I famigerati Templari, monaci-guerrieri descritti soventemente come feroci cristiani estremisti e sanguinari, a Gerusalemme consentivano ai musulmani di pregare in una delle loro chiese, vicino alla moschea di el Aqsa. A tal proposito è illuminante il racconto che il contemporaneo letterato e pellegrino musulmano Usnah ibn Munquidh: “In occasione di ogni mia visita a Gerusalemme, sono sempre entrato nella moschea di el Aqsa, accanto alla quale si ergeva una piccola moschea che i franchi avevano convertito in una chiesa… I templari, che erano miei amici, evacuavano la piccola moschea adiacente per consentirmi di pregare…” (Jonathan Riley Smith, “Storia delle Crociate”, A. Mondadori Editore, Milano 1994. Pag.128). 

Scrive ancora Usnah ibn Munquidh: “Ci sono dei Franchi alcuni che, stabilitisi nel paese, han preso a vivere familiarmente con i musulmani, e costoro son migliori di quelli che sono ancor freschi dei loro luoghi d'origine (...). Venimmo alla casa di un cavaliere di quelli antichi, venuti con la prima spedizione dei Franchi. Costui, ritiratosi dall'ufficio e dal servizio, aveva in Antiochia una proprietà del cui reddito viveva. Fece venire una Sella tavola, con cibi quanto mai puliti e appetitosi. Visto che mi astenevo dal mangiare, disse: "Mangia pure di buon animo, che io non mangio del cibo dei Franchi, ma ho delle cuoche egiziane, e mangio solo di quel che cucinano loro: carne di maiale in casa mia non ne entra!" (F. Cardini “Processi alla Chiesa. Mistificazione e apologia”, Piemme, Casale Monferrato 1994, p. 229).

------------------------------------------------

Elenca tutte le città nominate nel brano sui Templari, includendo anche quelle dei riferimenti bibliografici.

» **SEZIONE DATI**

------------------------------------------------

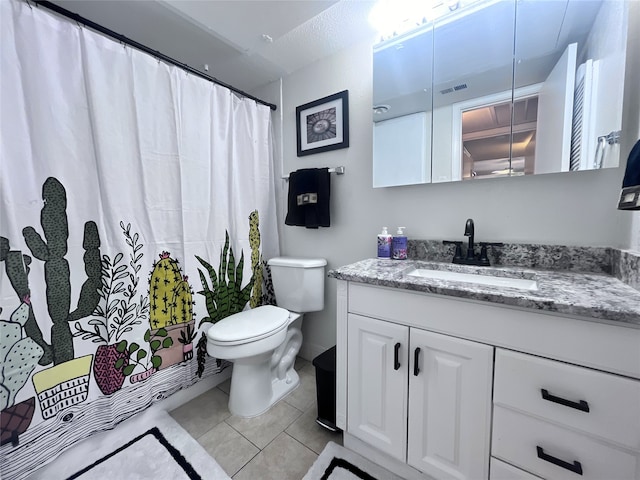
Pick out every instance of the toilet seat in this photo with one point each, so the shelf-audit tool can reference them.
(249, 326)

------------------------------------------------

» **RISULTATO ATTESO**
Gerusalemme, Milano, Antiochia, Casale Monferrato